▸ **Текст задания**:
Верните все приведённые ниже записи без единого изменения, строка за строкой.

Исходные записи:
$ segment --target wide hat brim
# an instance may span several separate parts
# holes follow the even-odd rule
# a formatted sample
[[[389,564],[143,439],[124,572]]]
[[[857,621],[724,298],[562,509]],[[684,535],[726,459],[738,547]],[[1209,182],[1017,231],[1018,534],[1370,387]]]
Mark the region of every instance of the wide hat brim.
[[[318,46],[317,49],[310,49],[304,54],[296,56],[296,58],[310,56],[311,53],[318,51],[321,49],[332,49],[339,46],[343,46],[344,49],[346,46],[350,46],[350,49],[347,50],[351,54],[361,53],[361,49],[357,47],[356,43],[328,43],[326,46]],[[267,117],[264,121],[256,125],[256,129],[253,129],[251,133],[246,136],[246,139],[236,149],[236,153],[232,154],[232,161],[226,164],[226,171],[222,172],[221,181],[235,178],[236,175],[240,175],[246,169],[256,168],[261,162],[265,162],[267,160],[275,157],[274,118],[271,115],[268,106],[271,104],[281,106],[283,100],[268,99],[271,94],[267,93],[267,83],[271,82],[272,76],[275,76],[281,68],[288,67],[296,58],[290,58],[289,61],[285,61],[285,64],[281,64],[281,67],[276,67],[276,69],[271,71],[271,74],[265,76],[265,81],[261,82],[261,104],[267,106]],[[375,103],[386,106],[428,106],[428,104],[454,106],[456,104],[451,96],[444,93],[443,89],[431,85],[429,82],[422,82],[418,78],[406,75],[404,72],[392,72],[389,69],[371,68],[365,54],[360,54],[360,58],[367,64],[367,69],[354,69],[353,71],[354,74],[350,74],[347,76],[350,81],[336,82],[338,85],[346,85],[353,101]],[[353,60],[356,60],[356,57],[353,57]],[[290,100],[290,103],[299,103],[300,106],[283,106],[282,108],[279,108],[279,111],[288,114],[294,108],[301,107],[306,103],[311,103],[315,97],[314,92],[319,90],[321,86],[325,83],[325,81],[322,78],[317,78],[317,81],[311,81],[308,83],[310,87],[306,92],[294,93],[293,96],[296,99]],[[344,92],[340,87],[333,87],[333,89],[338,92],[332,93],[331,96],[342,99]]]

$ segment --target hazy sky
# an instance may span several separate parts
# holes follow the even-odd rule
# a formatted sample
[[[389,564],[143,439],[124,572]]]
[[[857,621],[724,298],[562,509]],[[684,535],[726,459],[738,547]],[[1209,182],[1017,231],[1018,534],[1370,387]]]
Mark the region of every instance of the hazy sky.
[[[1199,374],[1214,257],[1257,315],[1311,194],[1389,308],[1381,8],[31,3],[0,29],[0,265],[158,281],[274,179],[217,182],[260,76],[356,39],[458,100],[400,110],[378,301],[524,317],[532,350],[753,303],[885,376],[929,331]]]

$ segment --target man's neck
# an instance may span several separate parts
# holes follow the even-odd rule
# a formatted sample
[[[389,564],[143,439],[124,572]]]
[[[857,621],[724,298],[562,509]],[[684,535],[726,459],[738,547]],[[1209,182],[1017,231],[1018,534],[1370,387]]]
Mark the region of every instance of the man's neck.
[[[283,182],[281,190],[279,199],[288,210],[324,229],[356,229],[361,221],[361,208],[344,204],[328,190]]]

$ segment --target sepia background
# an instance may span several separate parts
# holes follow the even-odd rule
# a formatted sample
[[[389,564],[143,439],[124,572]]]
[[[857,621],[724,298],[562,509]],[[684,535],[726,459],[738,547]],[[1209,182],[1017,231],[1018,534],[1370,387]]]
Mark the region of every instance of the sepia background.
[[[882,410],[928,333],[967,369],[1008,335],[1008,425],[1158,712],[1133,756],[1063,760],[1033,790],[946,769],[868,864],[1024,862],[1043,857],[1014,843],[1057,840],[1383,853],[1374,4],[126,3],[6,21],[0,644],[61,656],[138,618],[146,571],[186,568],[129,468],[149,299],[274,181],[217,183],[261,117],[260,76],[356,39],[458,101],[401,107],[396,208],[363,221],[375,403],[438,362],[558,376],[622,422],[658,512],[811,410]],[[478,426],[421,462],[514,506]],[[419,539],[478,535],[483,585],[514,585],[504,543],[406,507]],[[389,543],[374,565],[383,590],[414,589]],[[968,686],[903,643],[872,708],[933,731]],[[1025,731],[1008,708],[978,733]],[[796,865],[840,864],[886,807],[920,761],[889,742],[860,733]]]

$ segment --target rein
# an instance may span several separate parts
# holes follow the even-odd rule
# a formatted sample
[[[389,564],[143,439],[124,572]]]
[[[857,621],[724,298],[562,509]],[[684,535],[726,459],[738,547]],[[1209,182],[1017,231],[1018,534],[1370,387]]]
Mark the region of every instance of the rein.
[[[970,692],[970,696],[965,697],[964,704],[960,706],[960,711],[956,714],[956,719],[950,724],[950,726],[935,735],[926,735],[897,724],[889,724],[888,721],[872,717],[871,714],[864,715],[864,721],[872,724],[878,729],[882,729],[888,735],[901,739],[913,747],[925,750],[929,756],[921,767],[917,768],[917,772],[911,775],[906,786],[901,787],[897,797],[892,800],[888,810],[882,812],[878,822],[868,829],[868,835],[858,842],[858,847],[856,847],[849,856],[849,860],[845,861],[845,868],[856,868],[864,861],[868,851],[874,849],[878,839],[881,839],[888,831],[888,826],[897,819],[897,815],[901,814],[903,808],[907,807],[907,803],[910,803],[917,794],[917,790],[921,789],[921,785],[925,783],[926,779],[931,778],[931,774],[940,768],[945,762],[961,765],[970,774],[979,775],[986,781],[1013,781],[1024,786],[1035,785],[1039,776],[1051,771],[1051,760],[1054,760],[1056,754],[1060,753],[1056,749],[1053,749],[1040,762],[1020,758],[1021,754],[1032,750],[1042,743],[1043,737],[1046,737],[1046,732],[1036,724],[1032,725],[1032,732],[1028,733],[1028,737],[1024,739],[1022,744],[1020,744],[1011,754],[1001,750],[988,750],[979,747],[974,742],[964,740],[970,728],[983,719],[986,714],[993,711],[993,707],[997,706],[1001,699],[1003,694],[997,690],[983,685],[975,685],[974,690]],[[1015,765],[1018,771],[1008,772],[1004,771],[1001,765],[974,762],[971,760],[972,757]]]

▸ **Полный ответ**:
$ segment --target wide hat brim
# an instance may span several separate parts
# holes follow the even-odd rule
# a formatted sample
[[[389,564],[143,439],[124,572]]]
[[[857,621],[724,298],[562,509]],[[684,535],[726,459],[738,547]],[[1209,182],[1017,231],[1018,534],[1370,387]]]
Mark the region of every instance of the wide hat brim.
[[[318,46],[317,49],[310,49],[304,54],[296,56],[296,58],[310,56],[311,53],[318,51],[321,49],[332,49],[339,46],[343,46],[344,49],[346,46],[350,46],[350,49],[347,50],[351,54],[361,53],[361,49],[357,47],[356,43],[328,43],[326,46]],[[267,117],[264,121],[256,125],[256,129],[253,129],[251,133],[246,136],[246,139],[236,149],[236,153],[232,154],[232,161],[226,164],[226,171],[222,172],[221,181],[235,178],[236,175],[240,175],[246,169],[256,168],[261,162],[265,162],[267,160],[275,157],[274,118],[271,115],[268,106],[271,104],[281,106],[283,100],[268,99],[271,94],[267,93],[267,83],[271,82],[272,76],[275,76],[281,68],[288,67],[296,58],[290,58],[289,61],[285,61],[285,64],[281,64],[281,67],[276,67],[276,69],[271,71],[271,74],[265,76],[265,81],[261,82],[261,104],[267,106]],[[375,103],[386,106],[428,106],[428,104],[454,106],[456,104],[451,96],[444,93],[443,89],[431,85],[429,82],[422,82],[418,78],[406,75],[404,72],[392,72],[389,69],[371,68],[365,54],[360,54],[360,58],[367,64],[367,69],[354,69],[353,71],[354,74],[350,74],[347,76],[350,81],[336,82],[338,85],[346,85],[353,101]],[[353,60],[356,60],[356,57],[353,57]],[[290,100],[290,103],[299,103],[300,106],[283,106],[282,108],[279,108],[279,111],[288,114],[294,108],[301,107],[306,103],[311,103],[315,97],[314,92],[319,90],[321,86],[325,83],[325,81],[322,78],[317,78],[317,81],[311,81],[308,83],[310,87],[306,92],[294,93],[293,96],[296,99]],[[344,92],[340,87],[333,87],[333,89],[338,92],[332,93],[331,96],[342,99]]]

$ segment --target hazy sky
# an instance may span several separate parts
# holes follow the even-odd rule
# a formatted sample
[[[389,564],[143,439],[124,572]]]
[[[857,621],[724,298],[562,509]],[[684,535],[726,459],[738,547]],[[1209,182],[1017,231],[1018,534],[1370,387]]]
Mark the region of every instance of the hazy sky.
[[[1199,374],[1214,257],[1257,315],[1311,194],[1389,308],[1381,8],[31,3],[0,29],[0,265],[158,281],[274,179],[217,182],[260,76],[356,39],[458,100],[400,110],[378,301],[524,317],[532,350],[753,303],[885,376],[929,331]]]

$ segment --target man's neck
# an instance may span several separate parts
# holes follow the even-odd rule
# a formatted sample
[[[389,564],[143,439],[124,572]]]
[[[857,621],[724,298],[562,509]],[[684,535],[726,459],[738,547]],[[1209,182],[1017,231],[1018,534],[1370,387]]]
Mark the region of every instance of the man's neck.
[[[283,182],[281,190],[279,199],[288,210],[324,229],[356,229],[361,221],[361,208],[344,204],[328,190]]]

$ segment --target sepia background
# an instance may span several separate parts
# holes follow the even-odd rule
# a formatted sample
[[[389,564],[143,439],[124,572]]]
[[[857,621],[724,298],[562,509]],[[684,535],[726,459],[738,547]],[[1209,182],[1017,231],[1018,534],[1370,387]]]
Mark the region of every instance of the sepia background.
[[[882,410],[928,333],[967,369],[1008,335],[1008,425],[1158,712],[1133,756],[1063,760],[1033,790],[946,769],[868,864],[1024,862],[1043,857],[1014,843],[1057,840],[1383,853],[1374,4],[126,3],[6,21],[0,644],[61,656],[138,618],[146,571],[186,568],[129,468],[149,299],[274,181],[217,183],[261,117],[260,76],[356,39],[458,101],[401,107],[396,208],[363,221],[375,403],[438,362],[558,376],[622,422],[658,512],[811,410]],[[478,426],[421,462],[514,506]],[[419,539],[478,535],[483,585],[514,585],[504,543],[406,507]],[[389,543],[374,565],[383,590],[414,589]],[[968,686],[903,643],[872,708],[933,731]],[[1025,731],[1008,708],[978,733]],[[796,865],[840,864],[886,807],[920,761],[889,742],[860,733]]]

$ segment --target rein
# an instance may span several separate parts
# holes follow the even-odd rule
# a formatted sample
[[[389,564],[143,439],[124,572]]]
[[[857,621],[724,298],[562,509]],[[684,535],[726,459],[738,547]],[[1209,182],[1017,231],[1018,534],[1370,387]]]
Mark the region of every instance of the rein.
[[[970,692],[970,696],[965,697],[964,704],[960,706],[960,711],[956,714],[956,719],[950,724],[950,726],[935,735],[926,735],[897,724],[889,724],[888,721],[872,717],[871,714],[864,715],[864,721],[872,724],[878,729],[882,729],[888,735],[901,739],[913,747],[925,750],[929,756],[921,767],[917,768],[917,772],[911,775],[906,786],[901,787],[897,797],[892,800],[888,810],[882,812],[878,822],[868,829],[868,835],[858,842],[858,847],[856,847],[849,856],[849,860],[845,861],[845,868],[856,868],[864,861],[868,851],[874,849],[878,839],[881,839],[888,831],[888,826],[897,819],[897,815],[901,814],[903,808],[907,807],[907,803],[910,803],[917,794],[917,790],[921,789],[921,785],[925,783],[926,779],[931,778],[931,774],[940,768],[945,762],[961,765],[970,774],[979,775],[986,781],[1013,781],[1024,786],[1035,785],[1039,776],[1051,771],[1051,760],[1054,760],[1056,754],[1060,753],[1056,749],[1053,749],[1040,762],[1020,758],[1021,754],[1032,750],[1042,743],[1043,737],[1046,737],[1046,732],[1036,724],[1032,725],[1032,732],[1028,733],[1028,737],[1024,739],[1022,744],[1020,744],[1011,754],[1001,750],[988,750],[979,747],[974,742],[964,740],[970,728],[983,719],[986,714],[993,711],[993,707],[997,706],[1001,699],[1003,694],[997,690],[983,685],[975,685],[974,690]],[[1015,765],[1018,771],[1008,772],[1004,771],[1001,765],[974,762],[971,760],[972,757]]]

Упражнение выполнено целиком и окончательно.